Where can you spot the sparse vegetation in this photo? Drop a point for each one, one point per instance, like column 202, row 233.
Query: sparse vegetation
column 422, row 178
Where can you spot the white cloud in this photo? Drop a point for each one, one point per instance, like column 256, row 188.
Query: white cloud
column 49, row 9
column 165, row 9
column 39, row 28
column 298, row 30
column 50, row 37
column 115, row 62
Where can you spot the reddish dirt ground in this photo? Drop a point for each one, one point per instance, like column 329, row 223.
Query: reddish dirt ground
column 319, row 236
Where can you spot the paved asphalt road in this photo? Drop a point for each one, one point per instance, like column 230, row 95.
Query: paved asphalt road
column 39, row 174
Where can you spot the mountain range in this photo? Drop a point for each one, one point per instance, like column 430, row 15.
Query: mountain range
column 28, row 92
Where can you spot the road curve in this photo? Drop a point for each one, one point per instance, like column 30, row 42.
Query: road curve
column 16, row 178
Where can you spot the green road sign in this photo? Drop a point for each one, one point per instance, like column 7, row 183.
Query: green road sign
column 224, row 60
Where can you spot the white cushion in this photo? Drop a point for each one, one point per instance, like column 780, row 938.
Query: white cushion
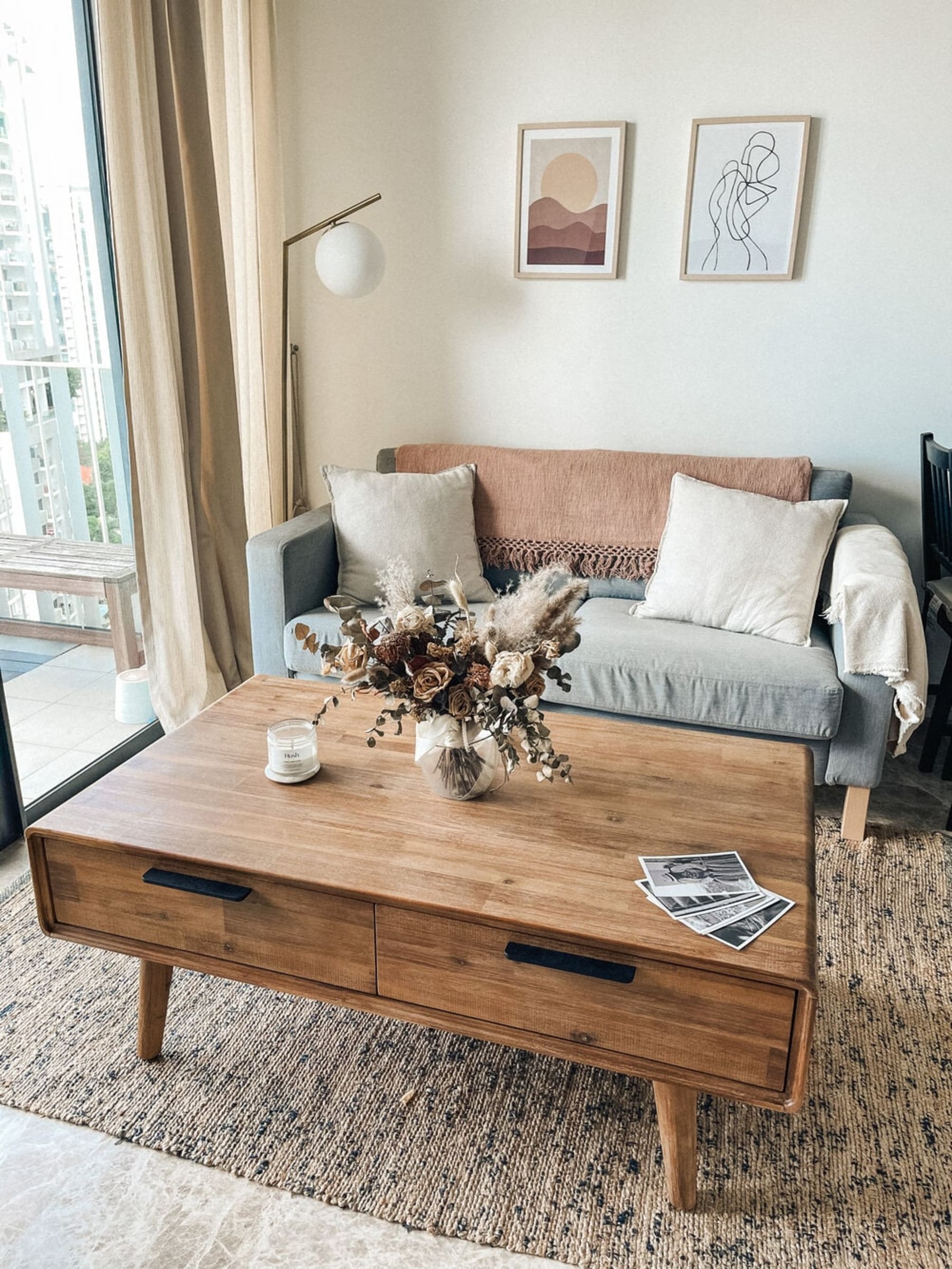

● Task to complete
All that is wanted is the lines from the one holding "Query: reddish dirt ground" through the end of the material, duplicated exactly, with no pictures.

● Result of this exercise
Query: reddish dirt ground
column 319, row 236
Where can you spot the paved asphalt road in this photo? Drop a point for each one, one point per instance, like column 230, row 95.
Query: paved asphalt road
column 39, row 174
Where can you spot the mountain range in this photo? Drop a point for each one, one point per instance, like column 430, row 15.
Query: mountain range
column 28, row 92
Where can you spot the road curve in this photo? Drop a point for each one, one point per instance, like column 30, row 42.
Query: road curve
column 16, row 178
Where can you spot the green road sign in this photo? Drop a point for each one, one point per instance, like column 7, row 183.
Query: green road sign
column 224, row 60
Where can you spot the white cushion in this photo? Drop a point for each one, one point per instance, like column 780, row 938.
Query: white cushion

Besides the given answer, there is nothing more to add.